* begin DATASET EXCERPTS *

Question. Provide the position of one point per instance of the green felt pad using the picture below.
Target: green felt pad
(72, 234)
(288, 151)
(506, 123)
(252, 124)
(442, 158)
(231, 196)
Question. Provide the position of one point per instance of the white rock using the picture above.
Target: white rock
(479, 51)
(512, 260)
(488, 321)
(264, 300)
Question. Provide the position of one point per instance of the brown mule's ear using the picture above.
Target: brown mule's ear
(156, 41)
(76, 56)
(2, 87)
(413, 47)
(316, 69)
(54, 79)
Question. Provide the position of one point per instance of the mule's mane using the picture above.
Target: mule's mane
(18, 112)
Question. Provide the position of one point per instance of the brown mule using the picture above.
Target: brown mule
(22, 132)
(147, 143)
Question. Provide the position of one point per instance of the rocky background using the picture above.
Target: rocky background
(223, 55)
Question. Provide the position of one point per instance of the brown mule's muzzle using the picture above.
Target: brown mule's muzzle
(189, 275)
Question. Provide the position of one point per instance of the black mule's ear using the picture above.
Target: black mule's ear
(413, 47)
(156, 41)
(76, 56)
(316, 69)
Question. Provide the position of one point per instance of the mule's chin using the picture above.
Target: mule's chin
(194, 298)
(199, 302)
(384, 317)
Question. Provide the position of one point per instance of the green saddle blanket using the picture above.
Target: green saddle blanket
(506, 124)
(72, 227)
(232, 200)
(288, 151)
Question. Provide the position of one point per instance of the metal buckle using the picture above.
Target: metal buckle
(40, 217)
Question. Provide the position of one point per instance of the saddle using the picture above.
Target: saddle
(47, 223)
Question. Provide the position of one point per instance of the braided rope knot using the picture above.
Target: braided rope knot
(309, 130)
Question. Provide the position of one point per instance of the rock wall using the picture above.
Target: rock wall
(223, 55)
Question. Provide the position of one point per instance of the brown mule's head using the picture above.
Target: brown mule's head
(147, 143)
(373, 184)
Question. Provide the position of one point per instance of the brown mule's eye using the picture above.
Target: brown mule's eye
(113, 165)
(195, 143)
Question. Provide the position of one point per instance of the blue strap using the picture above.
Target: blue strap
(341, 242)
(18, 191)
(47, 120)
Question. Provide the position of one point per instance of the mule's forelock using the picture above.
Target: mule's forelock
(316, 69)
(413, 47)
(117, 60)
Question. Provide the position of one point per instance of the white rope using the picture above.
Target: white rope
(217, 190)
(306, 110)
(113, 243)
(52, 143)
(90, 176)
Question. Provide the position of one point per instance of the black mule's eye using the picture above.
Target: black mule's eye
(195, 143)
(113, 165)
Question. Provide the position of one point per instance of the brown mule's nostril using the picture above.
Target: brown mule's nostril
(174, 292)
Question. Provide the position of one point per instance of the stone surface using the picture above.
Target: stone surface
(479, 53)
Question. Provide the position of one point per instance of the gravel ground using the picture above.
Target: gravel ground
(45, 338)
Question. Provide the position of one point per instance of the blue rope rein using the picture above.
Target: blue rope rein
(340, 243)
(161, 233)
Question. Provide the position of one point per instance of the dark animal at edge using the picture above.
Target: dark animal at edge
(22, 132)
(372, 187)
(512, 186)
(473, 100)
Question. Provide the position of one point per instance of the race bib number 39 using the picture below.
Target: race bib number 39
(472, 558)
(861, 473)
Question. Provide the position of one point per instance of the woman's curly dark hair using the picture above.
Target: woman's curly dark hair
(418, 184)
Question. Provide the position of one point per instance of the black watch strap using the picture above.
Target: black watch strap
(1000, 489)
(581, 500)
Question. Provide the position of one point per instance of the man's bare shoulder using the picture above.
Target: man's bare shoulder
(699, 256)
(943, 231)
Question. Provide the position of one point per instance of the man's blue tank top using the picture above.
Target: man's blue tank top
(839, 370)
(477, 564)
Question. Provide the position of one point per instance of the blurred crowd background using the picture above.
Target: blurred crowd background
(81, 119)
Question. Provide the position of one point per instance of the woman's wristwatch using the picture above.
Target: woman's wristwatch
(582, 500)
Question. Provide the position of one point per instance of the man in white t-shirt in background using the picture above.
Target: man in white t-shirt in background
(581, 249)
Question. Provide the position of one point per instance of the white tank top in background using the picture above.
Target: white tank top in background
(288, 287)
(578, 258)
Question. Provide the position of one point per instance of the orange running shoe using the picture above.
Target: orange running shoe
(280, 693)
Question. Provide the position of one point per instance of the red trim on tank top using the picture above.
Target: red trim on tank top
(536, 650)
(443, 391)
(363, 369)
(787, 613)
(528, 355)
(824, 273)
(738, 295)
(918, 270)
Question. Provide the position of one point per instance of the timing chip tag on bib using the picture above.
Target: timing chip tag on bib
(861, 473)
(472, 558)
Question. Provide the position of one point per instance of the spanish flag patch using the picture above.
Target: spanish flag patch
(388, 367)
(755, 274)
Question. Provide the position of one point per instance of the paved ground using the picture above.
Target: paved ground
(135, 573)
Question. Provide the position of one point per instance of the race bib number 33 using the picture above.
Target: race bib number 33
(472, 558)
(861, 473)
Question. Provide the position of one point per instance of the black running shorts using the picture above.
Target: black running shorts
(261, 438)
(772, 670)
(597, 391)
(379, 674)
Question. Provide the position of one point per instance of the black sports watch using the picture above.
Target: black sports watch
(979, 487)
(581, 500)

* end DATASET EXCERPTS *

* **WHAT YOU HAVE TO DO**
Restate the final lines of the listing above word for word, beginning at the line that contains "paved ground using the picture above.".

* **PROBLEM SOLUTION**
Question. Provide the position of one point per instance of the paved ground using the picture above.
Target: paved ground
(135, 573)
Question. Provide the position of one point per instance of the race bib number 33 using the picture above.
Target: race bib number 33
(472, 558)
(861, 473)
Question. Provide the position of one point per instance of the black running shorts using the picture above.
Target: black running shorts
(261, 438)
(772, 670)
(597, 391)
(379, 674)
Question. Provide the position of one point per instance of the black sports watch using the picture above.
Target: black sports watch
(979, 487)
(581, 500)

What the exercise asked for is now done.